I am assuming you are using these 6 inch traps to tame the room modes, i.e. as Bass Traps?
When you say FRK, is that a single panel with one layer of FRK or three two inchers with several layers? One layer is right.
Many of us would start by placing eight traps vertically floor to ceiling in the vertical corners. If you want FRK bounce face it out towards you. If you don't want that HF bounce face it to the wall. Bass absorption seems to be better face out.
I suggest that you find the Bass hot spots by experiment. Try a Room Mode Calculator. There is one at www.bobgolds.com. This will indicate likely frequencies for your modes.
Sweep a sine wave around each of the say three axial frequencies and their octaves.
Your room should react quite loudly and obviously when you hit the frequency exactly.
Signalsuite is good for this but the one in your DAW may be good enough.
────────────────────
Exercise A
Lay out part of the records as a Markdown table with the columns "Row" and "Line", starting with the line that contains "Should you be willing to segment every instance of the mango" and going on through the line that contains "87], [270, 89]]". Number each row, and skip any blank lines.

Entries
────────────────────
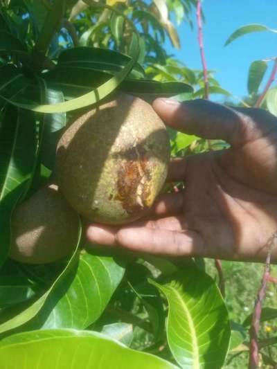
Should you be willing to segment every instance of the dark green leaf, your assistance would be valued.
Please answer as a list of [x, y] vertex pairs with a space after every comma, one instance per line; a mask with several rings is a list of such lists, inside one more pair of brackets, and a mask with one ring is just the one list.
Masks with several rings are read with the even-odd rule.
[[262, 60], [256, 60], [251, 63], [248, 73], [248, 92], [257, 93], [260, 82], [267, 69], [267, 64]]
[[29, 300], [35, 294], [34, 285], [21, 274], [0, 276], [0, 308]]
[[8, 107], [0, 122], [0, 266], [10, 242], [10, 217], [35, 171], [36, 124], [31, 112]]
[[168, 300], [168, 342], [182, 368], [222, 367], [230, 340], [228, 312], [213, 279], [187, 267], [169, 282], [151, 282]]
[[6, 368], [28, 369], [177, 369], [158, 357], [140, 352], [103, 334], [73, 330], [28, 332], [0, 342]]
[[[58, 59], [58, 66], [76, 66], [102, 71], [120, 71], [132, 58], [112, 50], [93, 47], [78, 47], [66, 50]], [[144, 77], [144, 70], [136, 64], [130, 73], [136, 78]]]
[[11, 33], [0, 30], [0, 53], [8, 54], [11, 52], [26, 53], [27, 46]]
[[24, 324], [30, 322], [32, 319], [37, 316], [39, 312], [42, 309], [44, 305], [47, 302], [49, 296], [52, 293], [55, 293], [55, 290], [61, 285], [62, 286], [64, 282], [70, 276], [71, 271], [75, 267], [76, 261], [79, 254], [78, 246], [81, 237], [81, 225], [80, 224], [80, 232], [78, 239], [75, 240], [76, 248], [70, 260], [68, 261], [64, 269], [59, 275], [51, 287], [45, 292], [39, 298], [38, 298], [34, 303], [29, 306], [27, 309], [16, 315], [13, 318], [6, 321], [0, 324], [0, 334], [8, 331], [10, 331], [17, 328]]
[[42, 327], [82, 330], [91, 325], [106, 307], [124, 271], [112, 258], [83, 251], [70, 282], [50, 295], [39, 314]]
[[262, 26], [262, 24], [248, 24], [247, 26], [243, 26], [242, 27], [240, 27], [235, 30], [235, 32], [233, 32], [231, 36], [228, 37], [224, 46], [226, 46], [229, 45], [231, 44], [231, 42], [234, 41], [234, 39], [236, 39], [244, 35], [247, 35], [247, 33], [252, 33], [253, 32], [262, 32], [265, 30], [271, 30], [266, 26]]

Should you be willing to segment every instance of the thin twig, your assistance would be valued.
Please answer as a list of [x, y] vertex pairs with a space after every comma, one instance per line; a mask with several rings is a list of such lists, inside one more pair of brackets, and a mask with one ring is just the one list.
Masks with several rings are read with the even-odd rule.
[[204, 82], [205, 84], [205, 98], [208, 99], [208, 69], [207, 64], [205, 59], [205, 53], [204, 50], [204, 43], [203, 43], [203, 33], [202, 33], [202, 21], [201, 17], [201, 0], [197, 0], [197, 19], [198, 25], [198, 42], [200, 49], [201, 60], [202, 62], [203, 66], [203, 74], [204, 74]]
[[219, 282], [218, 282], [218, 287], [220, 287], [221, 294], [222, 295], [222, 297], [225, 298], [225, 281], [224, 281], [224, 276], [223, 275], [223, 271], [222, 271], [222, 264], [221, 262], [221, 260], [220, 259], [215, 259], [215, 266], [217, 269], [217, 273], [218, 273], [218, 278], [219, 278]]
[[269, 80], [267, 81], [267, 84], [265, 87], [264, 91], [260, 94], [259, 98], [258, 99], [257, 102], [255, 104], [255, 107], [260, 107], [262, 105], [262, 100], [265, 98], [267, 92], [270, 88], [270, 86], [275, 80], [275, 76], [277, 73], [277, 57], [275, 58], [274, 64], [273, 65], [271, 73], [270, 73]]
[[66, 28], [67, 32], [69, 33], [73, 45], [75, 47], [79, 46], [79, 39], [75, 28], [74, 24], [73, 24], [70, 21], [68, 21], [66, 19], [62, 19], [62, 27]]
[[267, 282], [270, 276], [270, 260], [271, 251], [274, 245], [274, 241], [277, 238], [277, 232], [270, 237], [268, 244], [268, 251], [265, 262], [265, 271], [262, 275], [261, 286], [258, 293], [257, 299], [255, 302], [254, 312], [252, 316], [252, 322], [249, 330], [250, 334], [250, 352], [249, 369], [256, 369], [259, 367], [259, 345], [258, 334], [260, 328], [260, 315], [262, 314], [262, 305], [267, 291]]

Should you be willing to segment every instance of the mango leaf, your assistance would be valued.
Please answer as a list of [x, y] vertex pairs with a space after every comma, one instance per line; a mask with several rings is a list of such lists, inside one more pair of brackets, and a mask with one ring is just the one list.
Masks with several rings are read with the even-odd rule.
[[[62, 91], [47, 89], [40, 79], [42, 100], [44, 103], [55, 104], [64, 101]], [[39, 146], [39, 162], [50, 170], [55, 165], [56, 146], [61, 135], [61, 129], [66, 123], [64, 113], [44, 114], [42, 119], [42, 134]]]
[[122, 15], [116, 13], [111, 15], [110, 20], [110, 27], [111, 34], [116, 41], [116, 44], [120, 45], [123, 37], [124, 18]]
[[[220, 93], [221, 95], [225, 95], [225, 96], [232, 97], [233, 95], [227, 90], [222, 89], [218, 86], [209, 86], [208, 91], [210, 93]], [[201, 98], [205, 96], [205, 89], [199, 89], [195, 91], [193, 94], [194, 98]]]
[[247, 339], [247, 331], [243, 325], [231, 321], [230, 351], [241, 345]]
[[101, 333], [129, 346], [133, 339], [133, 326], [127, 323], [114, 323], [104, 325]]
[[79, 254], [78, 246], [80, 242], [81, 233], [82, 227], [80, 222], [79, 235], [78, 235], [78, 239], [75, 240], [76, 247], [72, 256], [66, 263], [64, 269], [59, 275], [51, 287], [35, 303], [19, 314], [0, 324], [0, 334], [18, 328], [36, 317], [44, 305], [47, 302], [49, 296], [51, 296], [51, 294], [55, 292], [61, 285], [62, 286], [64, 281], [66, 280], [66, 278], [71, 274], [71, 271], [75, 267]]
[[102, 313], [124, 271], [112, 258], [82, 251], [69, 285], [64, 283], [51, 294], [35, 322], [36, 327], [87, 328]]
[[9, 32], [0, 30], [0, 53], [26, 53], [27, 46]]
[[267, 91], [265, 101], [270, 113], [277, 116], [277, 87], [270, 89]]
[[154, 30], [159, 31], [161, 35], [161, 42], [163, 43], [165, 40], [165, 33], [161, 23], [151, 12], [145, 10], [134, 10], [132, 12], [134, 20], [138, 19], [140, 21], [147, 20]]
[[168, 342], [181, 367], [222, 368], [231, 331], [226, 307], [213, 279], [188, 266], [165, 285], [150, 282], [168, 300]]
[[[88, 0], [86, 1], [87, 1]], [[88, 93], [82, 95], [82, 96], [80, 96], [70, 101], [66, 101], [64, 102], [60, 103], [58, 102], [57, 104], [53, 105], [37, 105], [37, 103], [35, 102], [22, 103], [20, 101], [15, 101], [15, 100], [12, 100], [12, 101], [10, 99], [5, 98], [3, 96], [1, 96], [1, 94], [0, 97], [2, 97], [7, 102], [12, 102], [13, 105], [15, 105], [17, 107], [40, 113], [62, 113], [64, 111], [69, 111], [79, 108], [92, 105], [93, 104], [101, 100], [107, 95], [111, 93], [111, 92], [112, 92], [129, 73], [133, 66], [136, 63], [139, 55], [139, 36], [136, 31], [134, 34], [136, 37], [137, 47], [136, 53], [134, 55], [134, 57], [129, 62], [128, 62], [128, 63], [126, 64], [124, 69], [122, 69], [121, 71], [116, 73], [116, 74], [114, 77], [109, 78], [107, 82], [105, 82], [96, 89], [93, 89], [93, 91], [91, 91]]]
[[[62, 52], [58, 58], [57, 66], [80, 66], [102, 71], [116, 72], [121, 71], [130, 60], [130, 57], [112, 50], [80, 46]], [[136, 63], [130, 75], [143, 78], [145, 73], [143, 67]]]
[[267, 69], [267, 64], [262, 60], [256, 60], [251, 63], [248, 73], [247, 89], [248, 92], [257, 93], [260, 82]]
[[29, 300], [35, 295], [35, 286], [24, 276], [0, 276], [0, 308]]
[[0, 342], [0, 361], [6, 369], [24, 363], [28, 369], [177, 369], [158, 357], [131, 350], [100, 333], [73, 330], [28, 332]]
[[32, 113], [8, 107], [0, 125], [0, 267], [10, 249], [10, 217], [26, 193], [36, 164], [36, 123]]
[[[262, 310], [260, 316], [260, 321], [266, 322], [271, 321], [271, 319], [276, 319], [277, 318], [277, 309], [273, 309], [272, 307], [264, 307]], [[242, 325], [245, 327], [250, 327], [252, 321], [252, 314], [250, 314], [246, 318], [242, 323]]]
[[247, 26], [243, 26], [242, 27], [240, 27], [237, 30], [233, 32], [231, 36], [229, 36], [226, 41], [224, 44], [224, 46], [226, 46], [229, 44], [231, 44], [233, 41], [236, 39], [238, 37], [241, 37], [244, 35], [247, 35], [248, 33], [253, 33], [253, 32], [263, 32], [265, 30], [270, 30], [271, 32], [277, 32], [277, 30], [273, 30], [271, 28], [269, 28], [266, 26], [263, 26], [262, 24], [247, 24]]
────────────────────
Exercise B
Proceed with the forum advice on bass traps and room modes, picking up after its last sentence.

Written response A
| Row | Line |
|---|---|
| 1 | Should you be willing to segment every instance of the mango leaf, your assistance would be valued. |
| 2 | Please answer as a list of [x, y] vertex pairs with a space after every comma, one instance per line; a mask with several rings is a list of such lists, inside one more pair of brackets, and a mask with one ring is just the one list. |
| 3 | Masks with several rings are read with the even-odd rule. |
| 4 | [[[62, 91], [47, 89], [40, 79], [42, 100], [44, 103], [55, 104], [64, 101]], [[39, 146], [39, 162], [50, 170], [55, 165], [56, 146], [61, 135], [61, 129], [66, 123], [64, 113], [44, 114], [42, 119], [42, 134]]] |
| 5 | [[122, 15], [116, 13], [111, 15], [110, 20], [110, 27], [111, 34], [116, 41], [116, 44], [120, 45], [123, 37], [124, 18]] |
| 6 | [[[220, 93], [221, 95], [225, 95], [225, 96], [232, 97], [233, 95], [227, 90], [222, 89], [218, 86], [209, 86], [208, 91], [210, 93]], [[201, 98], [205, 96], [205, 89], [199, 89], [195, 91], [193, 94], [194, 98]]] |
| 7 | [[247, 339], [247, 331], [243, 325], [231, 321], [230, 351], [241, 345]] |
| 8 | [[101, 333], [129, 346], [133, 339], [133, 326], [127, 323], [114, 323], [104, 325]] |
| 9 | [[79, 254], [78, 246], [80, 242], [81, 233], [82, 227], [80, 222], [79, 235], [78, 235], [78, 239], [75, 240], [76, 247], [72, 256], [66, 263], [64, 269], [59, 275], [51, 287], [35, 303], [19, 314], [0, 324], [0, 334], [18, 328], [36, 317], [44, 305], [47, 302], [49, 296], [51, 296], [51, 294], [55, 292], [61, 285], [62, 286], [64, 281], [66, 280], [66, 278], [71, 274], [71, 271], [75, 267]] |
| 10 | [[102, 313], [124, 271], [112, 258], [82, 251], [69, 285], [64, 283], [51, 294], [35, 322], [36, 327], [87, 328]] |
| 11 | [[9, 32], [0, 30], [0, 53], [26, 53], [27, 46]] |
| 12 | [[267, 91], [265, 101], [270, 113], [277, 116], [277, 87], [270, 89]] |

Written response B
Move about the room, stepladder to hand and find the hotspots. That's where your Bass traps need to live. It's not always corners, watch out for whole hot walls, or ceiling. If you have a strong vertical mode, you might consider a bigger, thicker cloud.
This very physical, organic, approach is pretty sure footed, for obvious reasons.

Quote:
(Oh yeah - curious about the theory behind lowering the higher frequencies to improve translation - what's the idea behind that?)
Well, I just don't know. I can pick around the issue though. Bruel and Kjaer had a Testing LP with such a frequency response. They reckoned that 'modern' recordings are often done in the direct field, so this dulling of speakers would compensate. They steered a middle ground between this and a 'classical' approach, i.e. diffuse field. They reckoned their curve worked for both. I haven't been able to find the research etc. on this but I don't think they just made this up!
Take a look over at studiotips - tips on studio design, acoustics, and wiring understanding RTA. Same type of thing.
Lastly, I live in the world of making records, mixing, mastering, and I can assure you this works very well, while flat response does not. I am assuming smallish, heavily treated mix rooms here. Things would be very different in bigger rooms.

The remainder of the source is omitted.